## Actions to take
**1.** List every person the passage about parsing "fake news show" names.
**2.** Continue the passage on how "fake news show" should be parsed, starting after its last sentence.

Crossfire is one of my least favorite TV experiences, so I was one of the millions who enjoyed Jon Stewart's 10/15 take-down of Tucker Carlson and Paul Begala. I had nothing to add that fits this blog's theme, but now I'm glad to be able to comment on Dan Quattrone's post about it at Doing Things with Words. Dan points out that "The Daily Show is a fake news show, and there's a couple ways to parse that - as a fake news show, or as a fake news show." Dan concludes that the Daily Show is the second of these.
For lagniappe, I'll observe that this is also the internet's a priori judgment as to how the three-word phrase "fake news show" should be parsed. At least, that's the verdict of the simple-minded bigram-counting method discussed here -- "fake news" has 56,000 web hits on Google (whG), while "news show" has 563,000 whG.

## Recorded information

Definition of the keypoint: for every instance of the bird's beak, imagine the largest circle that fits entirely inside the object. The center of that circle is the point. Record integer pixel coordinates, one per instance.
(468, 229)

## Task-by-task answers
**1.** Jon Stewart, Tucker Carlson, Paul Begala, Dan Quattrone

**2.**
If you want to apply one of the more sophisticated methods, using other pattern frequencies as well, "fake * show" has 5,210 whG, while "fake show" has 942; and the unigram frequencies are "fake" 7.29M, "news" 424M, "show" 154M; and Google claims to be indexing 4,285,199,774 pages overall. But I haven't found that other methods routinely beat adjacent bigram comparison, though perhaps in principle they should -- this is worth a discussion in itself, someday.
Of course, none of this has anything to do with why Crossfire is such a cancer on the body politic.